▶ [任务目标]:
只改写从含有“Study the photograph above. For every instance of the snowy”的那一行开始、到条目结尾为止的各行，将其中的“outline”一律换成“boundary”，其余内容保持不变。

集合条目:
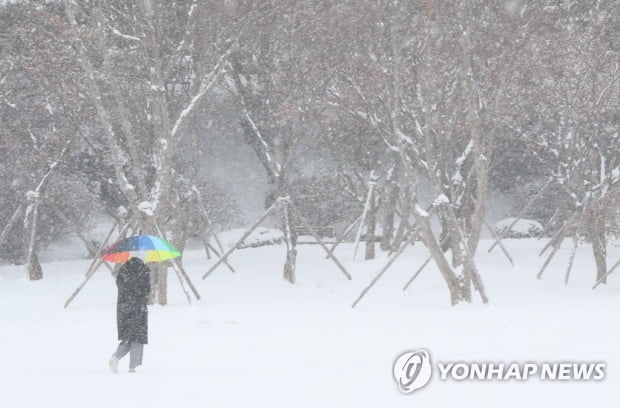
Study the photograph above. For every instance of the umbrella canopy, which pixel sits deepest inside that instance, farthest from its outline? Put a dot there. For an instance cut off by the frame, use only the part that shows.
(146, 247)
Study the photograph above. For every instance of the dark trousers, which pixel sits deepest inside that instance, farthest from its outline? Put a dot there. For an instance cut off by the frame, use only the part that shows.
(135, 351)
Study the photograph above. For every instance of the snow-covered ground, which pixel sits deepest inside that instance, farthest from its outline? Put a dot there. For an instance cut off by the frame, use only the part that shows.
(254, 340)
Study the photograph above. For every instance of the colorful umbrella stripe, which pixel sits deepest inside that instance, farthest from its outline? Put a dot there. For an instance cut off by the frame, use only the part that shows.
(146, 247)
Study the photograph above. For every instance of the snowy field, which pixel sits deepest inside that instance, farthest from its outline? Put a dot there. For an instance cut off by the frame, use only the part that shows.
(254, 340)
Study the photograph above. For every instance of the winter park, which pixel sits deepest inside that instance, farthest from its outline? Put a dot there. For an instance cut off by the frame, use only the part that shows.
(315, 203)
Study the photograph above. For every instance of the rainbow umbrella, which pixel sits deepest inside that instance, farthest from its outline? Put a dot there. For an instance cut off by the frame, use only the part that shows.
(146, 247)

▶ [回复]:
Study the photograph above. For every instance of the snowy field, which pixel sits deepest inside that instance, farthest from its boundary? Put a dot there. For an instance cut off by the frame, use only the part that shows.
(254, 340)
Study the photograph above. For every instance of the winter park, which pixel sits deepest inside that instance, farthest from its boundary? Put a dot there. For an instance cut off by the frame, use only the part that shows.
(315, 203)
Study the photograph above. For every instance of the rainbow umbrella, which pixel sits deepest inside that instance, farthest from its boundary? Put a dot there. For an instance cut off by the frame, use only the part that shows.
(146, 247)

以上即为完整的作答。